• **Descripción de la tarea**:
Repite todas las entradas de abajo sin alterar nada.
■ ■ ■ ■ ■ ■ ■
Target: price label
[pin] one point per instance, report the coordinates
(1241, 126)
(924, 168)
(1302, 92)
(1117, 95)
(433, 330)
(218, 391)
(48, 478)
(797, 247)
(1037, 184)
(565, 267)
■ ■ ■ ■ ■ ■ ■
• **Solución**:
Target: price label
[pin] one point per instance, report the coordinates
(1241, 126)
(924, 168)
(1302, 92)
(1117, 95)
(433, 330)
(218, 391)
(48, 478)
(797, 247)
(1037, 184)
(565, 267)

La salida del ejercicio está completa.